**REQUIREMENTS:**
Collect every line below that contains the word "dark", and copy each one.

[Begin SOURCE MATERIAL]

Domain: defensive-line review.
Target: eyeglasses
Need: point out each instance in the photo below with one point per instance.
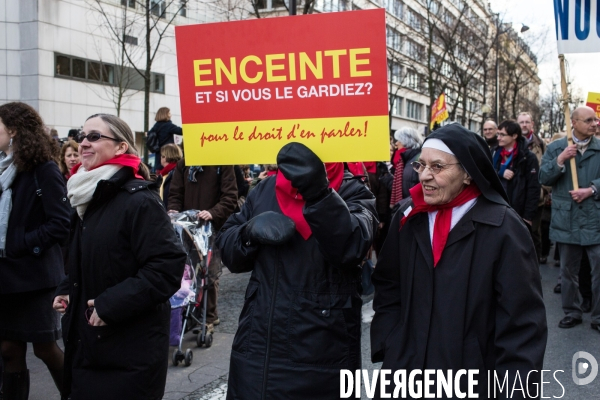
(589, 121)
(88, 313)
(435, 168)
(93, 137)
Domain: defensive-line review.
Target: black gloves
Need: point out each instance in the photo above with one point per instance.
(268, 228)
(305, 170)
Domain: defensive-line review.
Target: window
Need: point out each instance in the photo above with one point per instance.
(434, 7)
(397, 106)
(93, 71)
(446, 69)
(414, 50)
(413, 19)
(395, 71)
(394, 39)
(448, 18)
(158, 83)
(158, 8)
(78, 68)
(108, 74)
(395, 7)
(413, 110)
(104, 73)
(413, 80)
(63, 65)
(130, 40)
(328, 5)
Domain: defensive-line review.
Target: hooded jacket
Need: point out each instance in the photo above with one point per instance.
(300, 323)
(124, 254)
(523, 190)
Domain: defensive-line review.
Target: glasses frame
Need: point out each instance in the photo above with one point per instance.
(81, 137)
(589, 121)
(420, 167)
(88, 313)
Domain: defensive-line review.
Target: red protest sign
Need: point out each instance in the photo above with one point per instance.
(249, 87)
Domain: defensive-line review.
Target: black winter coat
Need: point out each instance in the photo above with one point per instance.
(125, 255)
(480, 308)
(301, 318)
(523, 189)
(36, 228)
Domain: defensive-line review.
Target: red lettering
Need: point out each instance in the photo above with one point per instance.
(212, 138)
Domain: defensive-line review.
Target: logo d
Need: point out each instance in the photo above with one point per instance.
(583, 367)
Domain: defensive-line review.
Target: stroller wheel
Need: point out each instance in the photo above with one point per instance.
(176, 357)
(189, 356)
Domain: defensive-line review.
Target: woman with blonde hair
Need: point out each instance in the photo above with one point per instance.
(169, 155)
(164, 130)
(124, 264)
(69, 158)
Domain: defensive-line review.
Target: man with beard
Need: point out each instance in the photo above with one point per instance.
(490, 130)
(573, 225)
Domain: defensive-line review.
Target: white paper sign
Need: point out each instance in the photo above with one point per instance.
(178, 139)
(577, 26)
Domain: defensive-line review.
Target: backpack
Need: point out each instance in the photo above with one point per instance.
(152, 142)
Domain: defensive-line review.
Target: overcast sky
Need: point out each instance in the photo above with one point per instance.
(584, 69)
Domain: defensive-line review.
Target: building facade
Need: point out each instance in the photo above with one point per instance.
(64, 57)
(74, 58)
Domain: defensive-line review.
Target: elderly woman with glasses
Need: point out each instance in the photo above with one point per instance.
(124, 264)
(457, 285)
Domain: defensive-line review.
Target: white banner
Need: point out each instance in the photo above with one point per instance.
(577, 26)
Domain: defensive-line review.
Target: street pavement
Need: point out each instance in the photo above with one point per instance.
(206, 378)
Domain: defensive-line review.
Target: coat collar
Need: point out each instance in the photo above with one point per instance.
(484, 211)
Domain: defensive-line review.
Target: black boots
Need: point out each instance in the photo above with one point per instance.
(15, 385)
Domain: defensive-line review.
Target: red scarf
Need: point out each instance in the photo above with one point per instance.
(371, 166)
(356, 169)
(397, 182)
(126, 160)
(504, 154)
(165, 171)
(443, 218)
(292, 203)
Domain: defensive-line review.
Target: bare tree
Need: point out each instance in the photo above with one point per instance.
(518, 70)
(116, 73)
(151, 20)
(441, 31)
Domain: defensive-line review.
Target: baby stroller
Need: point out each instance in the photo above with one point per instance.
(195, 236)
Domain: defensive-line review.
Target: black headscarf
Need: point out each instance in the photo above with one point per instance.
(473, 153)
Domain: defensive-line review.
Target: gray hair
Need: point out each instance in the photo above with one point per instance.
(409, 138)
(120, 130)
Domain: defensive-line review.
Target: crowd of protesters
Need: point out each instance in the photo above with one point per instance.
(459, 223)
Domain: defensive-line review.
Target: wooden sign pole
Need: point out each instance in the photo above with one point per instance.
(565, 93)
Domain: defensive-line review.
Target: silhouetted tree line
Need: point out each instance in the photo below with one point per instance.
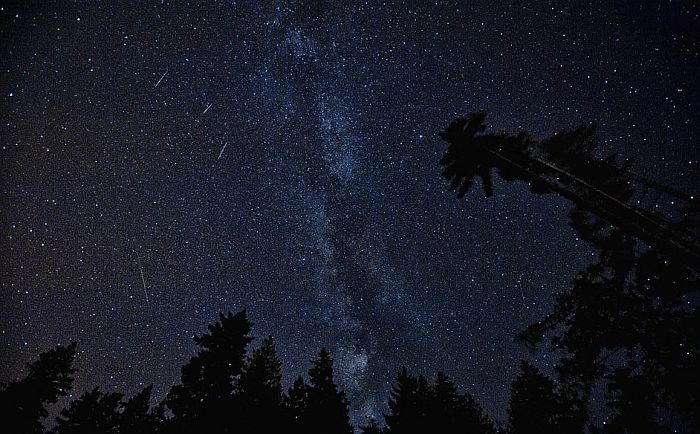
(630, 320)
(224, 390)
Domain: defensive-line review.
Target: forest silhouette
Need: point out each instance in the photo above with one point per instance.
(628, 324)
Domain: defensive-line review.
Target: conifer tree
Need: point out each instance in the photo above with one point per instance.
(632, 307)
(204, 400)
(24, 403)
(93, 412)
(534, 405)
(296, 402)
(259, 391)
(327, 407)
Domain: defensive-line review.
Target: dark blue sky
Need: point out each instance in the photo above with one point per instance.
(283, 157)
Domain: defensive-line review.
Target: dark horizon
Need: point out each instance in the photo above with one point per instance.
(164, 163)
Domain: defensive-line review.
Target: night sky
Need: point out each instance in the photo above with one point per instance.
(165, 161)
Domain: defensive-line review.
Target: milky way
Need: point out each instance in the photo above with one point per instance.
(166, 162)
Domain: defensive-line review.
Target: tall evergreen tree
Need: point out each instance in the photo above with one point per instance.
(419, 407)
(137, 416)
(23, 403)
(327, 407)
(536, 407)
(296, 402)
(204, 400)
(408, 404)
(631, 308)
(106, 413)
(259, 391)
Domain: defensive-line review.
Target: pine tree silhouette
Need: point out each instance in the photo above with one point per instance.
(408, 404)
(536, 407)
(106, 413)
(24, 402)
(372, 427)
(296, 401)
(93, 412)
(327, 407)
(630, 309)
(259, 391)
(204, 401)
(137, 416)
(419, 407)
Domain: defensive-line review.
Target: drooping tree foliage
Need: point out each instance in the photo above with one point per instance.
(629, 318)
(259, 391)
(24, 403)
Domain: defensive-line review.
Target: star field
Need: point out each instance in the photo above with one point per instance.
(163, 162)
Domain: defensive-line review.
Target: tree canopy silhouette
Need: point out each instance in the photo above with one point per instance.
(204, 399)
(416, 406)
(24, 402)
(627, 319)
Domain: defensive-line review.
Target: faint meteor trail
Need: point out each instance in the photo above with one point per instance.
(161, 78)
(222, 152)
(143, 281)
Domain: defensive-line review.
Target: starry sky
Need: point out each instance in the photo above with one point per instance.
(165, 161)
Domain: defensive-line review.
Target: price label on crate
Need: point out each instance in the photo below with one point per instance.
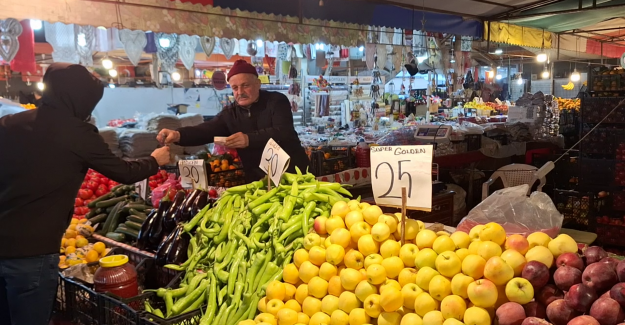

[End SOURCE MATERIAL]

**RESULT OF THE TASK:**
Target: dark blue sky
Target: dark horizon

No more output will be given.